**TASK DETAILS:**
Please rewrite the items from the line that contains "on the wall" through the last of the items, replacing "pixel coordinates" with "x-y coordinates" and leaving everything else unchanged.

**GIVEN INFORMATION:**
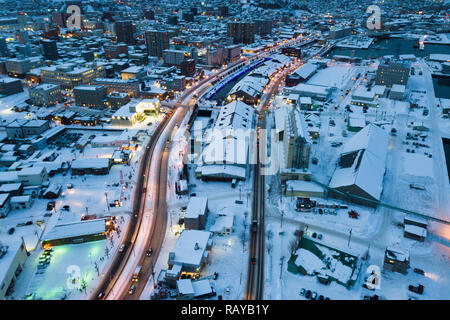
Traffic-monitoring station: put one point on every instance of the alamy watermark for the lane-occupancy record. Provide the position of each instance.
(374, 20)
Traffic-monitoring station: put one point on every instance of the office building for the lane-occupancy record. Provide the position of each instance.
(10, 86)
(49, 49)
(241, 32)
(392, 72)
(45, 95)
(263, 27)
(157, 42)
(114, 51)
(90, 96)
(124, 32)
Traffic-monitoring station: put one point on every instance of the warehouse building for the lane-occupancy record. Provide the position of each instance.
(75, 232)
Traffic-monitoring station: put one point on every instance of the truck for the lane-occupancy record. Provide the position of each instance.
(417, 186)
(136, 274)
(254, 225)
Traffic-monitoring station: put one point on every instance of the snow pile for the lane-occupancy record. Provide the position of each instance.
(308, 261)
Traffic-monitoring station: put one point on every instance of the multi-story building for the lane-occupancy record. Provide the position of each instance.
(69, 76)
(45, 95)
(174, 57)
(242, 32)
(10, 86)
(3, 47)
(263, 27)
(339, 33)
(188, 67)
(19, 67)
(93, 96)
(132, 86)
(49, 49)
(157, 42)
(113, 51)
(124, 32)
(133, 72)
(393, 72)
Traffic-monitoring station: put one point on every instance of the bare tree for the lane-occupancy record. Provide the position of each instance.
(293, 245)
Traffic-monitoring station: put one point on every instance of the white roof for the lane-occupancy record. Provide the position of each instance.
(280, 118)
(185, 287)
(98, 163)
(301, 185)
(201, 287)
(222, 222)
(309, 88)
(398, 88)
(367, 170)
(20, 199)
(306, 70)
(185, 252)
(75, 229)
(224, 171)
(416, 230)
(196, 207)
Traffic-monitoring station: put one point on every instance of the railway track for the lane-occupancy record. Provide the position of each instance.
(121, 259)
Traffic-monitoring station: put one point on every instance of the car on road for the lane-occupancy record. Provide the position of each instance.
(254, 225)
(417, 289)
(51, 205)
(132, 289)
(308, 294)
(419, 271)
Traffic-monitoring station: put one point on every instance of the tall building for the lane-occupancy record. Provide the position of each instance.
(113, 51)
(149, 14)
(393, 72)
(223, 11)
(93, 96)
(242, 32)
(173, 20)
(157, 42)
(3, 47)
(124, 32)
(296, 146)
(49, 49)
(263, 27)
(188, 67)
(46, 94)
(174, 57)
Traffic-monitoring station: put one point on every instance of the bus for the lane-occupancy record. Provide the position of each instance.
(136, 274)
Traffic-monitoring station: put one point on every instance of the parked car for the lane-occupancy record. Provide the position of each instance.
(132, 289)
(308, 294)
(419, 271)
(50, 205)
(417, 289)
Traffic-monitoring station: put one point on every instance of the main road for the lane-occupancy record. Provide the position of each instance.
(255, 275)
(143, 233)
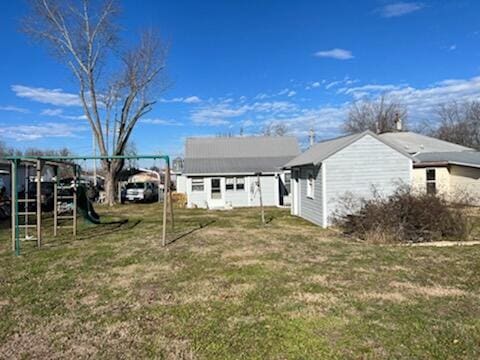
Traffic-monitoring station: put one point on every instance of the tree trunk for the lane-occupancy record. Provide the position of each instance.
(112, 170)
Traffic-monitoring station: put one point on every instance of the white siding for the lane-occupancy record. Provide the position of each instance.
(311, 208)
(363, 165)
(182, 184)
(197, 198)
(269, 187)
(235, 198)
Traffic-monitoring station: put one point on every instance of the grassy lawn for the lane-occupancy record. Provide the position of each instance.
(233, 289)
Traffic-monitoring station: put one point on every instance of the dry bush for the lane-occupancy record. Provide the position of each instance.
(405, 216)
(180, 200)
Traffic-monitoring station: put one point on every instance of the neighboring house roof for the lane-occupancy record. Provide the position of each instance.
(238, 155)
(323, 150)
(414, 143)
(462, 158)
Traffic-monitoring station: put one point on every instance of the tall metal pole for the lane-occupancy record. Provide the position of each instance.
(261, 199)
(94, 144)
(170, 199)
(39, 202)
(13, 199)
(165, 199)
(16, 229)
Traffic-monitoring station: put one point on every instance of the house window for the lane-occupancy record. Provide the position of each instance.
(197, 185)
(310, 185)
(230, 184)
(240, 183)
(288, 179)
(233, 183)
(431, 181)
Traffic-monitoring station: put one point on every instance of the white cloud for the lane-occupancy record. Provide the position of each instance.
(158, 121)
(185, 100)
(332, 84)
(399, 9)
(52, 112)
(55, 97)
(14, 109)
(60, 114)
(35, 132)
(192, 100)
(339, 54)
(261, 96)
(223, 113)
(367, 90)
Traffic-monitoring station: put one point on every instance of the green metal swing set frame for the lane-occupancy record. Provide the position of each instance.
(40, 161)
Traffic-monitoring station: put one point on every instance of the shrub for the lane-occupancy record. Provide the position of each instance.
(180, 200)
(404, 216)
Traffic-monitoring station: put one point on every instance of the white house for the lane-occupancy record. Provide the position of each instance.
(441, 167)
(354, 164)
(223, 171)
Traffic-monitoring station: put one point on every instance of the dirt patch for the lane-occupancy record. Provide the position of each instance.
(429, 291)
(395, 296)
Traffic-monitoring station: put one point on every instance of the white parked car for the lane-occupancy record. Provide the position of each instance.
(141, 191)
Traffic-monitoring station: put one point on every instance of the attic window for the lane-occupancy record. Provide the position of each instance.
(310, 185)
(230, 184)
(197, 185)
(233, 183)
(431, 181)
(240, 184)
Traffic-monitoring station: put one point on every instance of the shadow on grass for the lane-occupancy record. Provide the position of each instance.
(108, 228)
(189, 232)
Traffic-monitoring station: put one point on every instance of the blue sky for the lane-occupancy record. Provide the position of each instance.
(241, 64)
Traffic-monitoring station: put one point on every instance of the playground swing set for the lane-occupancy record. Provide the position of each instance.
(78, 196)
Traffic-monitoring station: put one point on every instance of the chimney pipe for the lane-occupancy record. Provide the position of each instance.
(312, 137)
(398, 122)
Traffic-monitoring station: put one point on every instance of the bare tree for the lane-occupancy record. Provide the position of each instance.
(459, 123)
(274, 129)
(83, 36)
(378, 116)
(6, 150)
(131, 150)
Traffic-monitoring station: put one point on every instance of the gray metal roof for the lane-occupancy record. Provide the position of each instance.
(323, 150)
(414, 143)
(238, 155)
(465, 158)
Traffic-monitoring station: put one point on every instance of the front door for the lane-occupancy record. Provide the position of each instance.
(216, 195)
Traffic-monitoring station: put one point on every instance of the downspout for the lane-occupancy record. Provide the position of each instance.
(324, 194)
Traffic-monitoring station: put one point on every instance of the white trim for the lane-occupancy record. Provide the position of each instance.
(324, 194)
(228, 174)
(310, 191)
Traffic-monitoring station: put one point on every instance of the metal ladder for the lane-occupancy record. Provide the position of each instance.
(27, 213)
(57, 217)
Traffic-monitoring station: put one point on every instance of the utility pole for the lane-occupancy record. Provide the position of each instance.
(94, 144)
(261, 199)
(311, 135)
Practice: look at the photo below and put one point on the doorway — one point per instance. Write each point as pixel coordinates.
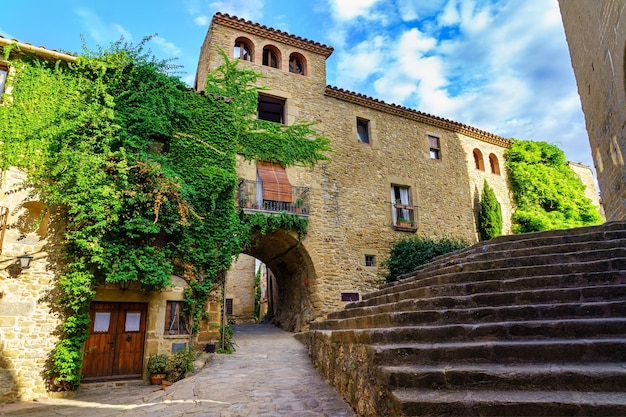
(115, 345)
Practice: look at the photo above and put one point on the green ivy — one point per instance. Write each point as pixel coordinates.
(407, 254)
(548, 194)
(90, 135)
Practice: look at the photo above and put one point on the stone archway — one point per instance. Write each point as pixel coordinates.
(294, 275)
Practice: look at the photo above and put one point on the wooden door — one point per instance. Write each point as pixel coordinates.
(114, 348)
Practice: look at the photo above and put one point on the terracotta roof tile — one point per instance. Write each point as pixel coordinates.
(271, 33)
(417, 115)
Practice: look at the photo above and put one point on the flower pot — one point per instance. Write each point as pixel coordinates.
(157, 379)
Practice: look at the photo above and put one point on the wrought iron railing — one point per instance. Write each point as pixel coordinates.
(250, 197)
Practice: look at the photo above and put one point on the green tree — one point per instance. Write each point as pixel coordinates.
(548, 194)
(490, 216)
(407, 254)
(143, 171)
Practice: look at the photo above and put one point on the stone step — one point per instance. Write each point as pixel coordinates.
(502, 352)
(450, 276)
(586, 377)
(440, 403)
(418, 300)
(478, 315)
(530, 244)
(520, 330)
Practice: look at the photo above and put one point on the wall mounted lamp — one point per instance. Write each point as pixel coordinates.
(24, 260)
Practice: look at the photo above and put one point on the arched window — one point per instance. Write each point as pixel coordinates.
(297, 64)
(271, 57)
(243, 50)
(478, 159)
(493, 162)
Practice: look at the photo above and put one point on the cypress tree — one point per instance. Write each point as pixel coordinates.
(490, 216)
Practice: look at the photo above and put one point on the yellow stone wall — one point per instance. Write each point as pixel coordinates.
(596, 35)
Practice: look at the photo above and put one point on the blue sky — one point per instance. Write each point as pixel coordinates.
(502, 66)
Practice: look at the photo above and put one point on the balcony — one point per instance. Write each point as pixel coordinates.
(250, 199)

**OUTPUT BELOW:**
Practice: look at the photo above and put one point on the wall mounted lamp — one point per instance. Write each point as x-y coordinates.
(24, 260)
Practice: look at the photo above and put one point on the arched window — one point per instance. Write each point as x-y coordinates.
(297, 64)
(271, 57)
(243, 50)
(478, 159)
(493, 162)
Practice: look at the photo above and put one point on the cypress tree — one point per instance. Write each point as x-y coordinates.
(490, 216)
Practice: look at the photo above and put one point on the yellow stone wall — one point per instance. Write each point as x-y coordinates.
(596, 35)
Practice: look at the photo above and put one point on the blue sky — one point per instance. Write each point as x-y coordinates.
(502, 66)
Practice: look at the photo above and put one point on the balcony — one point per instance. Write each point as x-y coordinates.
(250, 199)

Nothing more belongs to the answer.